EXERCISE
Reproduce word for word everything in the passage on birth order and IQ below, from "It appears that" down to "PubMed PMID: 22581677.".

PROVIDED PASSAGE

start

Birth order does not influence IQ but social rank in the family does.

Birth order is not associated with intelligence in between-family data once the number of siblings is statistically controlled. The analyses support the admixture hypothesis, which avers that the apparent birth-order effect on intelligence is an artifact of family size, and cast doubt on the confluence and resource dilution models, both of which claim that birth order has a causal influence on children's cognitive development. The analyses suggest that birth order has no genuine causal effect on general intelligence. [1]

It appears that although low-IQ parents have been making large families, large families do not make low-IQ children in modern U.S. society. The apparent relation between birth order and intelligence has been a methodological illusion. [2]

One family of hypotheses suggests that the relation between birth order and intelligence is due to more-favorable family interaction and stimulation of low-birth-order children, whereas others claim that the effect is caused by prenatal gestational factors. We show that intelligence quotient (IQ) score levels among nearly 250,000 military conscripts were dependent on social rank in the family and not on birth order as such, providing support for a family interaction explanation. [3]


References:

  1. Kanazawa S. Intelligence, birth order, and family size. Pers Soc Psychol Bull 2012 Sep;38(9):1157-64. doi: 10.1177/0146167212445911. PubMed PMID: 22581677.

end

ENTRIES SUPPLIED
start

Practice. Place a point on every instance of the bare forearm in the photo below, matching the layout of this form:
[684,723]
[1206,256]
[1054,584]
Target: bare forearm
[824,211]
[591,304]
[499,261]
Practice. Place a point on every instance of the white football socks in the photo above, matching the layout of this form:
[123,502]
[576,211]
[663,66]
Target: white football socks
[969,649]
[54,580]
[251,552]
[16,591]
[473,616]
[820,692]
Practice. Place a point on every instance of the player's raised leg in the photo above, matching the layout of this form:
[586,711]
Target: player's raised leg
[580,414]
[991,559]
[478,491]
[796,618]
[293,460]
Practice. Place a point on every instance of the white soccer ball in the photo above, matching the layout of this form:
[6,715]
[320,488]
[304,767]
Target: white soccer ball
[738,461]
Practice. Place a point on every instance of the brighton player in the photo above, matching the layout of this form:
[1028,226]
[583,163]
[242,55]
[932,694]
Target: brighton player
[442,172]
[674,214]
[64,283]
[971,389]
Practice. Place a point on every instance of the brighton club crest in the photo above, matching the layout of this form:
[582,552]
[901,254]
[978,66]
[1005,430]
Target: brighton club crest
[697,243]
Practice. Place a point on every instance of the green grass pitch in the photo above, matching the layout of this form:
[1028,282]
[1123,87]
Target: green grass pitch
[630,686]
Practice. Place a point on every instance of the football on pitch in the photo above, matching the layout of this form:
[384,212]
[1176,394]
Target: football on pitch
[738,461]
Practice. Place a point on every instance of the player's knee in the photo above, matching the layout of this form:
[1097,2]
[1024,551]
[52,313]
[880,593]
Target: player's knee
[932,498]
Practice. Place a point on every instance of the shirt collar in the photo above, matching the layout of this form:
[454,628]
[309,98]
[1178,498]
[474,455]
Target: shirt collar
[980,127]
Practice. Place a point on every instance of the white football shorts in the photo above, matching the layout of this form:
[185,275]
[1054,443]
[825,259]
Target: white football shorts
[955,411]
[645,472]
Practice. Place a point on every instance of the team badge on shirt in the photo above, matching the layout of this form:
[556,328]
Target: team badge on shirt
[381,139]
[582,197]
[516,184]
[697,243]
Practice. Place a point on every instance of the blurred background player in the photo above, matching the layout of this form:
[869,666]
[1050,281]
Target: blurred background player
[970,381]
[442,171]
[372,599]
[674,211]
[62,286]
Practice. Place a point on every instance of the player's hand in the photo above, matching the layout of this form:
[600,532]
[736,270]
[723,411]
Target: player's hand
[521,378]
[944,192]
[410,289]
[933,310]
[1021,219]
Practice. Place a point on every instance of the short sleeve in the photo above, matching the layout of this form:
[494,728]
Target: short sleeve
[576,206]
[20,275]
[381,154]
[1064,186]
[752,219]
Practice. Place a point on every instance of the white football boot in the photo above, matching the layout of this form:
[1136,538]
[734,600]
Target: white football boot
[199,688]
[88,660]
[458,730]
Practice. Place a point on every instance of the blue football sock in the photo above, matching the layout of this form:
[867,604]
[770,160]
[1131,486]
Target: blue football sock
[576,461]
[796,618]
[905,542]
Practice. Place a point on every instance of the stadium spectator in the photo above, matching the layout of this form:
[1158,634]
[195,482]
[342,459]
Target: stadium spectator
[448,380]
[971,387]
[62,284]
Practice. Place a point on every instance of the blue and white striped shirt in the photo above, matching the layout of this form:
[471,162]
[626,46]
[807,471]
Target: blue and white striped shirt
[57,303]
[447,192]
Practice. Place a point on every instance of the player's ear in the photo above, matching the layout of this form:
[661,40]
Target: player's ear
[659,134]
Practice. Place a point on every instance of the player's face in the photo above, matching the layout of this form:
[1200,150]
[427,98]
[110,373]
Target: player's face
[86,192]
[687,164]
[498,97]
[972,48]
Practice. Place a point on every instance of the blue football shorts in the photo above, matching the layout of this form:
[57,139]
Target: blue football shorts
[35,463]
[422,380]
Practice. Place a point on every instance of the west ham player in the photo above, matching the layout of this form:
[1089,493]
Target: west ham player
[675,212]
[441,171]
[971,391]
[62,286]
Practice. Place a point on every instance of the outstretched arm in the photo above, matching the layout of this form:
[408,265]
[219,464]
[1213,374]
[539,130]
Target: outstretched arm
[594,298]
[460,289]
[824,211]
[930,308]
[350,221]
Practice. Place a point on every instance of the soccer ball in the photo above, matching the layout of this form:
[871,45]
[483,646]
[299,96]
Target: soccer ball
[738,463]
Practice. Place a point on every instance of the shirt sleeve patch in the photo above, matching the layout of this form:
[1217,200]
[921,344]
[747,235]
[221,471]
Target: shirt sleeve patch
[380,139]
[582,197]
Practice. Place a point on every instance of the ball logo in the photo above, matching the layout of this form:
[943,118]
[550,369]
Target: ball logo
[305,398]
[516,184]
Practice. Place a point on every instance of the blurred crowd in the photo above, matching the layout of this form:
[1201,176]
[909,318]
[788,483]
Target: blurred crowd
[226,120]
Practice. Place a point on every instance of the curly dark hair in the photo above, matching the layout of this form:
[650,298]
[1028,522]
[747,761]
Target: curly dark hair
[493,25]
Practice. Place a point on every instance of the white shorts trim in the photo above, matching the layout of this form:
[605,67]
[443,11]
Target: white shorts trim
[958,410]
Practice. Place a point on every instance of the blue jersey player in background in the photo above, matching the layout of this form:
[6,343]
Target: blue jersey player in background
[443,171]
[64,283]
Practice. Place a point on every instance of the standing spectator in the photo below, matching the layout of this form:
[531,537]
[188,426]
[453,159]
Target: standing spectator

end

SOLUTION FOR THIS EXERCISE
It appears that although low-IQ parents have been making large families, large families do not make low-IQ children in modern U.S. society. The apparent relation between birth order and intelligence has been a methodological illusion. [2]

One family of hypotheses suggests that the relation between birth order and intelligence is due to more-favorable family interaction and stimulation of low-birth-order children, whereas others claim that the effect is caused by prenatal gestational factors. We show that intelligence quotient (IQ) score levels among nearly 250,000 military conscripts were dependent on social rank in the family and not on birth order as such, providing support for a family interaction explanation. [3]


References:

  1. Kanazawa S. Intelligence, birth order, and family size. Pers Soc Psychol Bull 2012 Sep;38(9):1157-64. doi: 10.1177/0146167212445911. PubMed PMID: 22581677.